** Da svolgere **
1. Nel testo sul cessate il fuoco a Gaza, qual è il valore della vendita di munizioni e armamenti a Israele approvata il 7 febbraio?
2. Prosegui il testo sul cessate il fuoco a Gaza a partire dall'ultima frase riportata.

** Testo di lettura **
****
Incertezze e turbolenze accompagnano il finale della prima fase del cessate il fuoco tra Hamas e Israele, che si accusano reciprocamente di scarso rispetto degli accordi. Sabato 15 febbraio previsti nuovi rilasci di ostaggi e detenuti.
Due giorni fa, al termine di un lungo consiglio di gabinetto, il primo ministro israeliano Benjamin Netanyahu ha avvertito Hamas: Israele continuerà a rispettare l’accordo di cessate il fuoco a Gaza se sarà liberato il sesto gruppo di ostaggi entro sabato a mezzogiorno. Ma «se non verranno restituiti gli ostaggi alla data prevista si riprenderà a combattere intensamente finché Hamas non sarà definitivamente sconfitto».
Nell’eterno gioco delle parti, Hamas ribadisce viceversa l’impegno per l’accordo di cessate il fuoco a Gaza, ritenendo Israele responsabile di «complicazioni e ritardi».
Netanyahu, al termine della riunione durata oltre quattro ore, ha anche ribadito l’ordine di rinforzare i ranghi dell’esercito a Gaza e dintorni. Non ha specificato se l’eventuale rottura del cessate il fuoco comporterà un nuovo massiccio ingresso di truppe nella Striscia, dopo che nei giorni scorsi Israele ha smantellato le postazioni militari e ritirato i carri armati dal corridoio di Netzarim, che si estende per circa 6 chilometri dal “confine” orientale con Israele fino al Mar Mediterraneo. Il corridoio è stato creato dalle forze israeliane per schierare le truppe durante l’offensiva e tagliare in due e l’enclave palestinese.
La minaccia di una ripresa delle ostilità – bombardamenti e operazioni via terra – è sostenuta anche da Donald Trump, il «miglior amico d’Israele», come lo ha definito Netanyahu nel corso della sua visita alla Casa Bianca. Va ricordato che una delle prime mosse del presidente degli Stati Uniti, dopo l’insediamento del 20 gennaio scorso, è stata quella di confermare il pacchetto di aiuti militari già previsto dalla precedente amministrazione. Il 7 febbraio, secondo quanto riferito dal Dipartimento di Stato, è stata approvata la vendita di munizioni e altri armamenti a Israele per un valore di 6,75 miliardi di dollari.
Su Gaza Trump non demorde
Intanto dalla Casa Bianca il presidente non cessa di illustrare il suo piano per Gaza, che prevede l’allontanamento (definitivo o temporaneo?) della popolazione della Striscia. Lo ha fatto anche di fronte a re Abdallah II di Giordania, l’11 febbraio, insistendo ancora una volta sul fatto che gli Stati Uniti «prenderanno» il controllo della Striscia e dicendo che i Paesi vicini dovranno assorbire la popolazione palestinese fuoriuscita. Ha inoltre minacciato di sospendere gli aiuti statunitensi all’Egitto e alla Giordania in caso di rifiuto. Di fronte alle dichiarazioni di Trump il sovrano hashemita sembra aver abbozzato, ma in un post successivo sui social media ha ribadito che la Giordania si oppone fermamente allo sfollamento dei palestinesi. Che voglia farne la «Riviera» del Medio Oriente o qualsiasi altra cosa, la proposta di Trump per Gaza, con il trasferimento forzato di oltre due milioni di palestinesi, comporta una chiara violazione del diritto internazionale, e potrebbe configurarsi in un crimine di guerra e un crimine contro l’umanità.
****
** Sezione materiale **

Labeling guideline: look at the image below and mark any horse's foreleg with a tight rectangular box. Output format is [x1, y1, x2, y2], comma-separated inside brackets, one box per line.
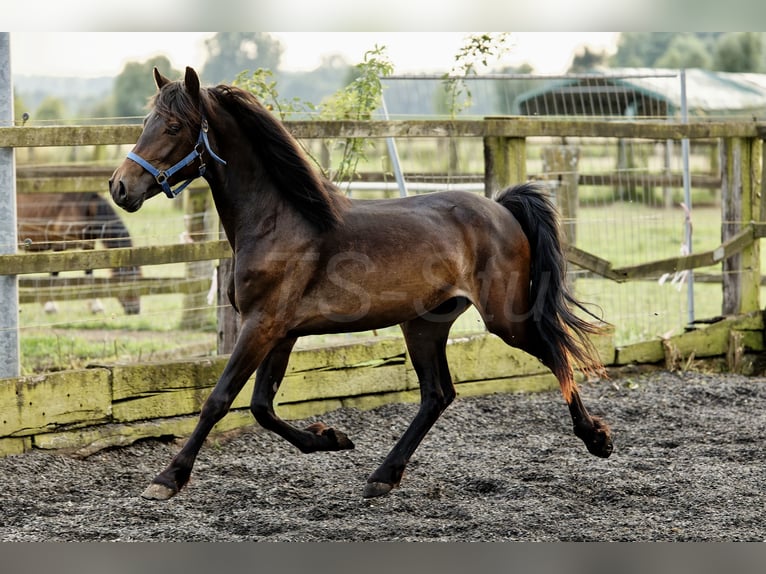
****
** Risposte all'esercizio **
1. 6,75 miliardi di dollari.

2.
La minaccia ventilata negli ultimi giorni da Hamas di non rilasciare gli ostaggi la cui liberazione è prevista per sabato 15 febbraio, sembra essere rientrata in queste ore. Di fatto Hamas accusa Israele di non aver inviato a Gaza tutte le centinaia di migliaia di tende promesse e l’ammontare concordato di camion con gli aiuti. Israele rimanda al mittente le accuse come false. Ma alcune fonti israeliane interpellate dal quotidiano statunitense The New York Times sostengono che la notizia è attendibile.
Israele, dal canto suo, ha pesantemente criticato Hamas per le condizioni precarie di alcuni degli ostaggi rilasciati e le situazioni umilianti in cui è avvenuta la consegna al Comitato internazionale della Croce Rossa, tra ali di folla vociante… Circostanze che nello Stato ebraico hanno provocato una rabbia diffusa.
Incerta la fase due
Il vero punto di svolta, se non si tornerà alle armi, sarà la seconda fase dell’accordo di cessate il fuoco, che richiede la fine permanente dei combattimenti, il ritiro completo di Israele da Gaza e il rilascio di altri ostaggi e prigionieri palestinesi. Una delegazione israeliana è in Qatar su ordine di Netanyahu per discutere alcuni aspetti del cessate il fuoco e della seconda fase, ma secondo i media israeliani, i funzionari per ora non hanno nessun mandato per negoziare la fase successiva dell’intesa.